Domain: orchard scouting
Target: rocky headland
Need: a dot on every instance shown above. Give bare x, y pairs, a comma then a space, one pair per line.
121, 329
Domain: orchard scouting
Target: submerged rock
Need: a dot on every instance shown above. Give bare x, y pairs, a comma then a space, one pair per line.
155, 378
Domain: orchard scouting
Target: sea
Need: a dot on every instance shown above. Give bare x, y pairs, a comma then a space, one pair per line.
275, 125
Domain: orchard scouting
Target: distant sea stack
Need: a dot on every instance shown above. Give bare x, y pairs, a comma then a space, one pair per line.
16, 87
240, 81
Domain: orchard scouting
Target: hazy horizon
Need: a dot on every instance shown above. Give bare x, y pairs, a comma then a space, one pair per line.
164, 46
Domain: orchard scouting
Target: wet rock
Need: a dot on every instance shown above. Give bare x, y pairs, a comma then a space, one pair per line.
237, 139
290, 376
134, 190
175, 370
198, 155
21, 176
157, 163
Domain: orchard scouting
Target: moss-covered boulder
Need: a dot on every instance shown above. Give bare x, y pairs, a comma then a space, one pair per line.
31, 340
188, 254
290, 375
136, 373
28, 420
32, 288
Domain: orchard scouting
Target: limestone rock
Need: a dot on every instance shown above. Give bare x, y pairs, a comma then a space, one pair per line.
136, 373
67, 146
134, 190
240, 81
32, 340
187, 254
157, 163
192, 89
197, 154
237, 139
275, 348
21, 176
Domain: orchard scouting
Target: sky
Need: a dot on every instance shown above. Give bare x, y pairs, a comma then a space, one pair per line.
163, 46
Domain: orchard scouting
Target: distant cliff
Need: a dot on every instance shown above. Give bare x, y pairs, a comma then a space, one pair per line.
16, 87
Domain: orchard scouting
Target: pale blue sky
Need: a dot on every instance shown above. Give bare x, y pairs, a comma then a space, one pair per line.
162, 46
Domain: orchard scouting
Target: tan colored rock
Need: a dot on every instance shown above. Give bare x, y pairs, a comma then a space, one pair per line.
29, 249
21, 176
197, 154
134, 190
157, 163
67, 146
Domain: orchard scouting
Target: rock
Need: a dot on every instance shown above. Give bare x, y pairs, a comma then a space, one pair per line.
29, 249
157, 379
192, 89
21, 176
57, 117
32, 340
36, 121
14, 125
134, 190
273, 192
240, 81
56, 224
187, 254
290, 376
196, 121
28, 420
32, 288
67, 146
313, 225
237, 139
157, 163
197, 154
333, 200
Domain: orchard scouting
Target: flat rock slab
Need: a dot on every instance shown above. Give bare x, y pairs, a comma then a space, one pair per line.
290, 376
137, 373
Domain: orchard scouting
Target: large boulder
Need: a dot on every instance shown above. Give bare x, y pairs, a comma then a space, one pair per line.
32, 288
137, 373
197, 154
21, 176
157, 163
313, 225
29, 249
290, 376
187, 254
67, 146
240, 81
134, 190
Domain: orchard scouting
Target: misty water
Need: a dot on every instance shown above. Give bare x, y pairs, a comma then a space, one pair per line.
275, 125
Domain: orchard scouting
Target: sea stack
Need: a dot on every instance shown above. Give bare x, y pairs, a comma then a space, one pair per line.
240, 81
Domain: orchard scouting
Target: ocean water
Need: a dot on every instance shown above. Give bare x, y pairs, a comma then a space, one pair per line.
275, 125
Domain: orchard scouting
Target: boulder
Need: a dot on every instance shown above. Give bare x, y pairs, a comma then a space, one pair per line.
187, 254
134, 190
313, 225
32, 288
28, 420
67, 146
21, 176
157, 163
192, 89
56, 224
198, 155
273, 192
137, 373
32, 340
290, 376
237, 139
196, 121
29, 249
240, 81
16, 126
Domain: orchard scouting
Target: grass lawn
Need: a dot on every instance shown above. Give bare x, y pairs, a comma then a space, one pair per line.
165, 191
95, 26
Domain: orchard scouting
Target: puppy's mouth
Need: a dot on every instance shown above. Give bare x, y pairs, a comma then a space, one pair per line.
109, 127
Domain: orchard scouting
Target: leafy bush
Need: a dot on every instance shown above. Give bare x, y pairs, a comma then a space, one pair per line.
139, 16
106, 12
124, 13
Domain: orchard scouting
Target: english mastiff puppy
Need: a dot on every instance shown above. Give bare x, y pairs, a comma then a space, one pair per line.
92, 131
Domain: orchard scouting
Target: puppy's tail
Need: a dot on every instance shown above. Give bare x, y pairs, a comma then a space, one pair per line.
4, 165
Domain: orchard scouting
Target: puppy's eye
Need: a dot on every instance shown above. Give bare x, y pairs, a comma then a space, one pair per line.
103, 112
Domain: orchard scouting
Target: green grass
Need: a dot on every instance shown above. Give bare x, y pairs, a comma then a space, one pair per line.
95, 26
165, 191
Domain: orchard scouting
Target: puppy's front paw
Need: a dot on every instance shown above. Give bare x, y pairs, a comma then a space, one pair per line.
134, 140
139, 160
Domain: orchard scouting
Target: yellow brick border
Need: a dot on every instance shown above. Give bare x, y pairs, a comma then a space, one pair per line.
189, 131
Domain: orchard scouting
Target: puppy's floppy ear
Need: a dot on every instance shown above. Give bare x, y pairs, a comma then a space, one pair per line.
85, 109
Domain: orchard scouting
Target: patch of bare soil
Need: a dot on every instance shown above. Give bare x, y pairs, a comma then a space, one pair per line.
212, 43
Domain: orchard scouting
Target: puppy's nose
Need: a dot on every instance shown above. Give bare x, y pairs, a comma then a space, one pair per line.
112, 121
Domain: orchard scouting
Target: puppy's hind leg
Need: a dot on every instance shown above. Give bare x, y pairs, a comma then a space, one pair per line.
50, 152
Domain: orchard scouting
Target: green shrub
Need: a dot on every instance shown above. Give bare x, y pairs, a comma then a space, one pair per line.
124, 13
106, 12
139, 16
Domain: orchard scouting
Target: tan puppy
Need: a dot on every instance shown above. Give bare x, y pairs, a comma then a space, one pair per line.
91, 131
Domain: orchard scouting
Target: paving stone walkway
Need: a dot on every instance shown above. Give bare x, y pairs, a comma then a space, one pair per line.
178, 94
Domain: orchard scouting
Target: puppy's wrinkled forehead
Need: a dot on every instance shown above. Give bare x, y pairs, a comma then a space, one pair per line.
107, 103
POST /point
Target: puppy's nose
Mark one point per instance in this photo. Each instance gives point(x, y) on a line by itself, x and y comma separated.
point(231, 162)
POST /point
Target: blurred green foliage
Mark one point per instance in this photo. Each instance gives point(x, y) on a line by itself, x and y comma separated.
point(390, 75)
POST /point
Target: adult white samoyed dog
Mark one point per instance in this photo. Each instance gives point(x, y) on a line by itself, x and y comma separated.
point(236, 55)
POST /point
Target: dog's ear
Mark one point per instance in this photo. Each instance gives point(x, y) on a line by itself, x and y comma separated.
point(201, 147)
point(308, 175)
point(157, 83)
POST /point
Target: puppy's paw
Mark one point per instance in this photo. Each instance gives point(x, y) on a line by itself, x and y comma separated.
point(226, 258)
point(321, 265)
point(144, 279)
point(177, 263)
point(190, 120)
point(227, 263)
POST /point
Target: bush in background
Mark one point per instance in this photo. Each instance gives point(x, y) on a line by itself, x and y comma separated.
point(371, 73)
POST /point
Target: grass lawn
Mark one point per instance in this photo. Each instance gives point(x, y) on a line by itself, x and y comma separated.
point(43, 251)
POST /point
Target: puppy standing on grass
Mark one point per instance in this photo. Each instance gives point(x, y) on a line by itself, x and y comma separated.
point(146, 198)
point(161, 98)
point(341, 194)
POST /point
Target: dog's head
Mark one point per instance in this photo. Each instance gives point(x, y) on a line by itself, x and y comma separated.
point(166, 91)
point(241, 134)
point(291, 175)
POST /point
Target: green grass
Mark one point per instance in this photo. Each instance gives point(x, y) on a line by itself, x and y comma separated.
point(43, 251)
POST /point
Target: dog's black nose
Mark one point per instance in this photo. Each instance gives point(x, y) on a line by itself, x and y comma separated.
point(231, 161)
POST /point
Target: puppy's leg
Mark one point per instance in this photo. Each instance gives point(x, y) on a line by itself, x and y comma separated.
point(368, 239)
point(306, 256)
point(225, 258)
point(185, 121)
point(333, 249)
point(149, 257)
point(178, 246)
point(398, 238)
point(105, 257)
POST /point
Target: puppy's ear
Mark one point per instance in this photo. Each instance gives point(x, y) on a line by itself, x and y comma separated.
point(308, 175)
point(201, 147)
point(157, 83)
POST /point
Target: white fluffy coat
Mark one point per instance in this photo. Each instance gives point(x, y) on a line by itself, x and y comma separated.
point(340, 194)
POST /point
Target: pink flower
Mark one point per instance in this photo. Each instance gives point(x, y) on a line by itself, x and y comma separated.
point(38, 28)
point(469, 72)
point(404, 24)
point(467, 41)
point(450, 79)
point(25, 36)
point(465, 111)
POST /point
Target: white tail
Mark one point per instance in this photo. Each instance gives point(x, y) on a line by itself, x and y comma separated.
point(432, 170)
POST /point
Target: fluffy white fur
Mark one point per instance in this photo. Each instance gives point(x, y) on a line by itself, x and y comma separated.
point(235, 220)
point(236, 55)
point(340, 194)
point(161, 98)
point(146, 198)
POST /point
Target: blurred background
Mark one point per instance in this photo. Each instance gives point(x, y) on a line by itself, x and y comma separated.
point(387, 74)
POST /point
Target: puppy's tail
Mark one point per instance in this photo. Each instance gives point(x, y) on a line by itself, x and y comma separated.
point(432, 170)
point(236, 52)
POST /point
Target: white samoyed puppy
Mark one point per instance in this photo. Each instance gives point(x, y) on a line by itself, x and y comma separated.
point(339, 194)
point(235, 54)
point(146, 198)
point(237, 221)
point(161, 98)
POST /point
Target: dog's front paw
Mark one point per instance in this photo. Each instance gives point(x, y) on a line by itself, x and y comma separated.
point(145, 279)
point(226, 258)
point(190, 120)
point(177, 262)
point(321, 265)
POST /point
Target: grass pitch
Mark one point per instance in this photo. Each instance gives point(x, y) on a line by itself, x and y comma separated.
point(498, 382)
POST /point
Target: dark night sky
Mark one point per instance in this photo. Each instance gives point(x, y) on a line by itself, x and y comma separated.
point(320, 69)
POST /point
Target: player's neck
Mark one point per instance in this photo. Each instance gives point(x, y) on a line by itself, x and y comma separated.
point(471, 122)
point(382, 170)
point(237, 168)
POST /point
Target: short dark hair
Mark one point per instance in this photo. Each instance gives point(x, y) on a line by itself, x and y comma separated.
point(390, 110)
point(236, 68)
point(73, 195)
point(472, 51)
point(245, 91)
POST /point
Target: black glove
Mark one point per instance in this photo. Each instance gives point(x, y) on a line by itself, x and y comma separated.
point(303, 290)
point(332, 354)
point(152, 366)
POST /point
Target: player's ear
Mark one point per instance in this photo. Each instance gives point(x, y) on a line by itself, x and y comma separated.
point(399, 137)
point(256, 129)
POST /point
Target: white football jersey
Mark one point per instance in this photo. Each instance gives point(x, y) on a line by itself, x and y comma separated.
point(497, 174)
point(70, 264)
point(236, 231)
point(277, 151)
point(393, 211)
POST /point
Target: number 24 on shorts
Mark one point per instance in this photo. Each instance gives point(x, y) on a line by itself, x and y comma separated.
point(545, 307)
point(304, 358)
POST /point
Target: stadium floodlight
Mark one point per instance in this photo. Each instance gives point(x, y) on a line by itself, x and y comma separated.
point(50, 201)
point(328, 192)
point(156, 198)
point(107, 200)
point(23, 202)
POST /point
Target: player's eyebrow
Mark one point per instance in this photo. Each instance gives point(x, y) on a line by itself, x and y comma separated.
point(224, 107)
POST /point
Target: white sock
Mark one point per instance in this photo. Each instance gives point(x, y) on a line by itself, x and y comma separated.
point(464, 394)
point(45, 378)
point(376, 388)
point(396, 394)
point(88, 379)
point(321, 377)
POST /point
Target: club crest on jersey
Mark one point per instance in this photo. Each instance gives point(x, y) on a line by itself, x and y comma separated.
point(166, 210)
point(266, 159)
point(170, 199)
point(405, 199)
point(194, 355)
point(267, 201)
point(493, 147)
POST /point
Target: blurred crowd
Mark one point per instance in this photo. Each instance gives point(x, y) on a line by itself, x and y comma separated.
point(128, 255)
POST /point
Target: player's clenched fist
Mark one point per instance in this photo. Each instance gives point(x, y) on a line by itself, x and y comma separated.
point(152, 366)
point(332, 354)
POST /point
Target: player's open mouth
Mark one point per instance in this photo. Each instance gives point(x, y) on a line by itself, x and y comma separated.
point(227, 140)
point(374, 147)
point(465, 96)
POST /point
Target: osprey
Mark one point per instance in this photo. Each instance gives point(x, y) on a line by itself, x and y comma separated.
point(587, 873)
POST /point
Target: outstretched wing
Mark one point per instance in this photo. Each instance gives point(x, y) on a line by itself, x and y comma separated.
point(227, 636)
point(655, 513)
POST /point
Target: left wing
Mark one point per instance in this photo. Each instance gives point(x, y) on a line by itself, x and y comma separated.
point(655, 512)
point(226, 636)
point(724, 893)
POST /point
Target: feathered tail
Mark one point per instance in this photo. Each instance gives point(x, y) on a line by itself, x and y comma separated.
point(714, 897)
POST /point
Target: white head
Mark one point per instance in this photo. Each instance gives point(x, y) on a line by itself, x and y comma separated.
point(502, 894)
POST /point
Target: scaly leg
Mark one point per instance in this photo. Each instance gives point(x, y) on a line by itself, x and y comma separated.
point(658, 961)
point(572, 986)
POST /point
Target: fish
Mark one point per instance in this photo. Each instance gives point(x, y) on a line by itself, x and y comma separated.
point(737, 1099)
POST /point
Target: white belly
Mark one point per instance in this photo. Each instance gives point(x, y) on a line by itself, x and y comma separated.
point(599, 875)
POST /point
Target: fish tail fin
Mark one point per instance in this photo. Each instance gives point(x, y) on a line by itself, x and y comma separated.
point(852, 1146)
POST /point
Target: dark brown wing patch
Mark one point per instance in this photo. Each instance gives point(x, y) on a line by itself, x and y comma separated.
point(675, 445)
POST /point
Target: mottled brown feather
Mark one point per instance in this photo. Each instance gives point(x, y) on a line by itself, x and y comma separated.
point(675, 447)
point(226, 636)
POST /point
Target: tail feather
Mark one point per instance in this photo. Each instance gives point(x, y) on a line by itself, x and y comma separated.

-- -- --

### What the task requires:
Return, in full, every line from the records above that contains the word "background".

### Complete response:
Target: bush in background
Target: blurred background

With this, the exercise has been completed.